Haphazard screenings sprung from a no-brand, 1000 lumen 480p digi-projector, sometimes in concert with an equally sub-optimal analogue one. Films for friends, even if they aren't interested. Projections for an audience of none.
1 - TEST REEL
19th July 2016
5 cans down, an aborted rooftop projector rig. Ross Sutherland's VHS tape memory trip Stand By For Tape Backup, hurled clumsily but appropriately onto a wall. Grief excised through analogue miscellanea - cut, looped, flipped and warped, until the meaning behind the image is teased out.

**Written tasks:**
a. Echo everything in the projection blog from "Haphazard screenings sprung" down to "is teased out.".
b. In the projection blog, what is the date given for the test reel screening?
c. Can you go on with the projection blog from the point where it stops?

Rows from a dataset

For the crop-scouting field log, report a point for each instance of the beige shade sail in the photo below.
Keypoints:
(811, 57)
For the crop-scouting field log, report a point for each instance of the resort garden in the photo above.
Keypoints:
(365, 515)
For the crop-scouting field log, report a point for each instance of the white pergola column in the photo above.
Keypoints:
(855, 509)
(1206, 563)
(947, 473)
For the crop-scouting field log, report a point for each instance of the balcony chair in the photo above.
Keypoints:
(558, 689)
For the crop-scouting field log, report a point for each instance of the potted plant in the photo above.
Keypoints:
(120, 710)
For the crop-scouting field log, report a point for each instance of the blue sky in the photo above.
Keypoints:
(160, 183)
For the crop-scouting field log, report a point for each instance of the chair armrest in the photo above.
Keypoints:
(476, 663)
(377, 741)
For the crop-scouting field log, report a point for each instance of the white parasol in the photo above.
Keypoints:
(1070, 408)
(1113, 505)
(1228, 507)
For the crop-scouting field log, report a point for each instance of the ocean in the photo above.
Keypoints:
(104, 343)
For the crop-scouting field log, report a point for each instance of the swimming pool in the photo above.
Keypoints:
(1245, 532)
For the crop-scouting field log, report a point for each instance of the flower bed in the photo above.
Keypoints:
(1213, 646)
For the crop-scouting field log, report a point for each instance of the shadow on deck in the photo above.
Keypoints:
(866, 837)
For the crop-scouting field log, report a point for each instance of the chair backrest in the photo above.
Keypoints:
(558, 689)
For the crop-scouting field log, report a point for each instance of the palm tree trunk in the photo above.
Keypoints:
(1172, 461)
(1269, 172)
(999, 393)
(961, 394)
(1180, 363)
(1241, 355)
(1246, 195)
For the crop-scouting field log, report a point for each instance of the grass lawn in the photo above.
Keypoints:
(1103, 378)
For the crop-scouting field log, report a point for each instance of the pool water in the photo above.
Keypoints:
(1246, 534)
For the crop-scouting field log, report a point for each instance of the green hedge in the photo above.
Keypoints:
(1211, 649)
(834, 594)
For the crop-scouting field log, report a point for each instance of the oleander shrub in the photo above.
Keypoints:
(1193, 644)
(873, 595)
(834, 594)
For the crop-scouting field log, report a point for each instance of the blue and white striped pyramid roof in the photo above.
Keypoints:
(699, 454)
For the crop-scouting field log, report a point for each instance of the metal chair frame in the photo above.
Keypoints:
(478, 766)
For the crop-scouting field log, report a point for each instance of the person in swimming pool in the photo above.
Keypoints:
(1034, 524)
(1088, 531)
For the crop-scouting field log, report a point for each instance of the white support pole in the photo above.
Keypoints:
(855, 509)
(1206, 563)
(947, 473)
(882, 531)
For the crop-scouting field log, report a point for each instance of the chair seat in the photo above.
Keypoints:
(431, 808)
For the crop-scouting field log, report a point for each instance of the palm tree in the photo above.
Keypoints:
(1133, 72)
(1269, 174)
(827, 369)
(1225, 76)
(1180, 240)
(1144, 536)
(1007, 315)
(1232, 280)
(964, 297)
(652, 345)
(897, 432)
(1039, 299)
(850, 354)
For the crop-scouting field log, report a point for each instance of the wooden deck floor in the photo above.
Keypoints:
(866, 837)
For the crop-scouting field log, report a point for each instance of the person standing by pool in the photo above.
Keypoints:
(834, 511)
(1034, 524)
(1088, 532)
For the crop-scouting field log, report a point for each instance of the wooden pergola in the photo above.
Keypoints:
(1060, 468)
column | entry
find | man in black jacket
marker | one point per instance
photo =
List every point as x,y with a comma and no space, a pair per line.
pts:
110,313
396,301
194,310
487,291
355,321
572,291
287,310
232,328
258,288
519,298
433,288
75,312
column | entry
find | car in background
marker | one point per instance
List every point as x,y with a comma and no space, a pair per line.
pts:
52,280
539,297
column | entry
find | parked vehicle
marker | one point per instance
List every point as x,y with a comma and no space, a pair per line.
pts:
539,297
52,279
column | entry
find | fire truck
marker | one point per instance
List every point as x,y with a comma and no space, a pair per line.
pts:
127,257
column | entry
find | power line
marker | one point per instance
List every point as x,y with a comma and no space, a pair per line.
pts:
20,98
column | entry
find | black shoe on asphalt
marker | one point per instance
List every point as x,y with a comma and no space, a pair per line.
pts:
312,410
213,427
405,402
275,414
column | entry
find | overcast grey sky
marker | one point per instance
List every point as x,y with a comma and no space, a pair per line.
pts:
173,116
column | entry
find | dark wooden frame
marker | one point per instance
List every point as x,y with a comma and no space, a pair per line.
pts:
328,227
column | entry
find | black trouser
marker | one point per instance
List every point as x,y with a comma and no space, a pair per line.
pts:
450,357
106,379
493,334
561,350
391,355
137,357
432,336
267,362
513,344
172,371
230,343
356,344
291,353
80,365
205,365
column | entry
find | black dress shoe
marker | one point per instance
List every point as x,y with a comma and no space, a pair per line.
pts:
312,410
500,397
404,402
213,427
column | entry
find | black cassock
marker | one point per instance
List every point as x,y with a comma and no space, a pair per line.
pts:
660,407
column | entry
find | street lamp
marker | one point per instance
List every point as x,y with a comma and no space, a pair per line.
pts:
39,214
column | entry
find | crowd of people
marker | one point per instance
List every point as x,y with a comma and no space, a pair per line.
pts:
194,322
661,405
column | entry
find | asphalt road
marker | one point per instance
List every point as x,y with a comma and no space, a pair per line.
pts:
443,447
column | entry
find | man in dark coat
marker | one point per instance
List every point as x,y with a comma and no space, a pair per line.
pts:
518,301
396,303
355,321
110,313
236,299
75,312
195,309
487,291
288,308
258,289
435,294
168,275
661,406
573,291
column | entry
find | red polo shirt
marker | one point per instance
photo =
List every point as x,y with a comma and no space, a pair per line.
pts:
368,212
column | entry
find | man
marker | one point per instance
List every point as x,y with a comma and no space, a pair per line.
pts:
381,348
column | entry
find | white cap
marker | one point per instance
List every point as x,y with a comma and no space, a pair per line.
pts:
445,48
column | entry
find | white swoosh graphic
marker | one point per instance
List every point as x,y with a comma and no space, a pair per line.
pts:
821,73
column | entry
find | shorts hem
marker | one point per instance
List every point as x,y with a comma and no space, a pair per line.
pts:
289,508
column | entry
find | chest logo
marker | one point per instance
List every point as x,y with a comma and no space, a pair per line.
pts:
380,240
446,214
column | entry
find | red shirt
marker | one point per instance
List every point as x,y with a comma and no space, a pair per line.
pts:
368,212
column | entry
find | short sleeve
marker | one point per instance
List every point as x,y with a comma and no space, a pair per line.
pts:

**Task answers:**
a.
Haphazard screenings sprung from a no-brand, 1000 lumen 480p digi-projector, sometimes in concert with an equally sub-optimal analogue one. Films for friends, even if they aren't interested. Projections for an audience of none.
1 - TEST REEL
19th July 2016
5 cans down, an aborted rooftop projector rig. Ross Sutherland's VHS tape memory trip Stand By For Tape Backup, hurled clumsily but appropriately onto a wall. Grief excised through analogue miscellanea - cut, looped, flipped and warped, until the meaning behind the image is teased out.

b. 19th July 2016

c.
Stand By For Tape Backup (2015, Ross Sutherland) 63min
2 - HUNG, DRAWN
5th August 2016
Two batches of rough cuts from miscellaneous Japanese animations of the 2000s, light and dark. Two Satoshi Kon joints, one showing the parade scenes in Paprika that inspired Christopher Nolan to make Inception, and another a micro-masterpiece from the minute-long Ani*Kuri portmanteau series. Ghost in the Shell director Mamoru Oshii’s entry to the same series Project Mermaid, the film Takashi Murakami made for Louis Vuitton, Atsuko Fukushima’s entry to the Genius Party compilation, Hideki Futamura’s Sci-Fi oddity Limit Cycle, Kunio Kato’s supremely charming The House of Small Cubes, and a bunch of anime music videos, some official like Akira animation director Koji Morimoto’s disturbing wonderwork for the Ken Ishii track Extra and others fan-made like other Rez OST track Fear. And two slices of the surreal, colour popping creativity of Masaki Yuasa, the Rhapsody scene from his feature Mind Game, and Kick-Heart, a short funded on Kickstarter and released online.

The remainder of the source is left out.